Passage for review
New research series reveals how the gender health gap affects us all
The advent of the #MeToo movement showed how quickly we can challenge the sort of discrimination that was become so normal we barely batted an eyelid.
Perhaps it is same sort of social uprising needed to address the health gap of gender; a gap that sees women and the LGBQI community worse off, but also negatively impacts everyone's health.
The gender health gap is real and it affects us all.
A new series, published in the Lancet last week, explores the potent effect of gender norms on health.
According to research cited in the series, children aged between ten and 14 years already have fixed attitudes about what it means to be masculine and feminine: boys are consistently encouraged to be strong and independent, whereas girls are seen as vulnerable and in need of protection.

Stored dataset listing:

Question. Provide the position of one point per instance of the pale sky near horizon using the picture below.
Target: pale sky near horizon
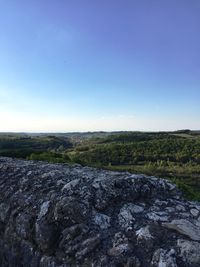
(99, 65)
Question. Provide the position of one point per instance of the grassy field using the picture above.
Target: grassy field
(171, 155)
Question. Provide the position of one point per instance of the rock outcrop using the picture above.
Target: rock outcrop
(57, 215)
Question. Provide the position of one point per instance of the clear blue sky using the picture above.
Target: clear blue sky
(74, 65)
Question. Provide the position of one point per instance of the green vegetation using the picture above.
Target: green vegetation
(172, 155)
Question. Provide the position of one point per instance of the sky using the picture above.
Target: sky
(74, 65)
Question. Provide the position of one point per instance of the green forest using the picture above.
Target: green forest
(171, 155)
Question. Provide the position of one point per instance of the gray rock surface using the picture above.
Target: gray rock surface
(58, 215)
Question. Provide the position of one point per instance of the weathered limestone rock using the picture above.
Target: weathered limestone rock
(185, 227)
(55, 215)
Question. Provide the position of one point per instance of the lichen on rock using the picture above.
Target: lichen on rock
(59, 215)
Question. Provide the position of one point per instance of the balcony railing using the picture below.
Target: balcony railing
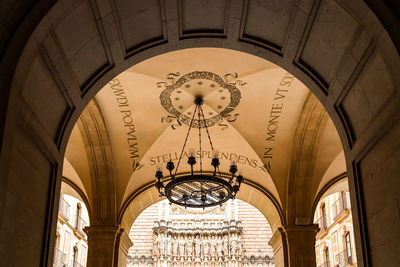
(322, 222)
(325, 264)
(59, 257)
(347, 258)
(341, 205)
(79, 223)
(65, 208)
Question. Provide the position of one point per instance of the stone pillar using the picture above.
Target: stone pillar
(101, 245)
(301, 245)
(122, 247)
(279, 245)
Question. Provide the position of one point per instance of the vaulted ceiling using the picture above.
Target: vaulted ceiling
(256, 112)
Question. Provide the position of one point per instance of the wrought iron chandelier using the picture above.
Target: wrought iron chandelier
(199, 189)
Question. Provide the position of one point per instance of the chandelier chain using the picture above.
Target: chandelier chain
(199, 116)
(184, 144)
(205, 125)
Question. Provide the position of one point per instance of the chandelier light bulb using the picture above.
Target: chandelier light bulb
(158, 167)
(198, 189)
(215, 154)
(192, 152)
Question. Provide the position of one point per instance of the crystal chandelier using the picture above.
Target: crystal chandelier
(199, 189)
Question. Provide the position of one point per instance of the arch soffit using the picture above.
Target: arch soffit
(251, 193)
(304, 157)
(80, 193)
(98, 150)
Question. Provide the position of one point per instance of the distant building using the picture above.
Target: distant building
(71, 241)
(233, 234)
(334, 246)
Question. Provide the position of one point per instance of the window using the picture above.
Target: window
(348, 244)
(326, 256)
(323, 216)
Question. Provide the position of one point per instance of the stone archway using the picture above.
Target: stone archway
(343, 67)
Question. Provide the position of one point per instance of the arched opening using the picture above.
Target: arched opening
(336, 229)
(344, 67)
(71, 241)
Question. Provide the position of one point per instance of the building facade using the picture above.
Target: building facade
(334, 246)
(233, 234)
(71, 241)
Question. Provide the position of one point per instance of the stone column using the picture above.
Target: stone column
(101, 245)
(301, 245)
(279, 246)
(122, 247)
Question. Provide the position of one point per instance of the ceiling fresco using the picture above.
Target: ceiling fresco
(251, 107)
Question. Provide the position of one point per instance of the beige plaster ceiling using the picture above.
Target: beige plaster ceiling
(253, 108)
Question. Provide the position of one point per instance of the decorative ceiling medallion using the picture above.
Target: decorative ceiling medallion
(205, 82)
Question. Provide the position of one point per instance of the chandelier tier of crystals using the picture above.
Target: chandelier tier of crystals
(199, 189)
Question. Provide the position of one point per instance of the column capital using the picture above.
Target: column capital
(301, 244)
(102, 240)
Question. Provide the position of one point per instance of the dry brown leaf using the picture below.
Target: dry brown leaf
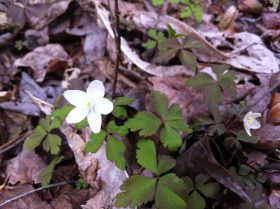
(86, 162)
(132, 56)
(32, 201)
(274, 112)
(42, 58)
(190, 102)
(25, 168)
(111, 177)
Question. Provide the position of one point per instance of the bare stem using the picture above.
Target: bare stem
(33, 191)
(118, 45)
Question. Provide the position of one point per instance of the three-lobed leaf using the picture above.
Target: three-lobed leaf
(138, 190)
(146, 155)
(170, 138)
(46, 174)
(146, 122)
(170, 192)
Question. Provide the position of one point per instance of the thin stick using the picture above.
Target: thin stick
(33, 191)
(118, 45)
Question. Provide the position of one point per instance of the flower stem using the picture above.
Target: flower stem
(118, 45)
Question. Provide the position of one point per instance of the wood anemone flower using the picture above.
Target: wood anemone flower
(90, 104)
(250, 121)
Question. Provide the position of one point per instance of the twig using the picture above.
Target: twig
(33, 191)
(118, 45)
(10, 144)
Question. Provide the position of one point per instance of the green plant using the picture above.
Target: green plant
(192, 8)
(167, 190)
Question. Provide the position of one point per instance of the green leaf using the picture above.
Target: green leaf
(146, 155)
(119, 112)
(243, 136)
(112, 127)
(52, 143)
(188, 59)
(82, 124)
(138, 190)
(45, 123)
(165, 164)
(179, 125)
(96, 141)
(121, 101)
(196, 201)
(174, 113)
(160, 102)
(146, 122)
(170, 138)
(115, 152)
(214, 94)
(35, 138)
(46, 174)
(186, 13)
(55, 123)
(170, 192)
(200, 81)
(62, 112)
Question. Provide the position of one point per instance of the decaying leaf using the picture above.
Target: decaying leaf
(41, 58)
(199, 159)
(32, 201)
(274, 112)
(86, 162)
(25, 168)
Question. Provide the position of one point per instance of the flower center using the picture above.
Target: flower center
(250, 120)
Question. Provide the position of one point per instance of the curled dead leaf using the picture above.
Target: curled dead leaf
(274, 112)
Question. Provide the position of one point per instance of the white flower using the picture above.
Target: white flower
(90, 104)
(250, 121)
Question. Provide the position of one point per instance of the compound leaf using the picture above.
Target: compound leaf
(170, 138)
(46, 174)
(96, 141)
(138, 190)
(146, 155)
(146, 122)
(165, 164)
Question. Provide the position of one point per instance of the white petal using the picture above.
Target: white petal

Prompt
Write out the part of the gender health gap passage starting with "New research series" and going on through "impacts everyone's health.". Work from the gender health gap passage alone, not the listing.

Exercise response
New research series reveals how the gender health gap affects us all
The advent of the #MeToo movement showed how quickly we can challenge the sort of discrimination that was become so normal we barely batted an eyelid.
Perhaps it is same sort of social uprising needed to address the health gap of gender; a gap that sees women and the LGBQI community worse off, but also negatively impacts everyone's health.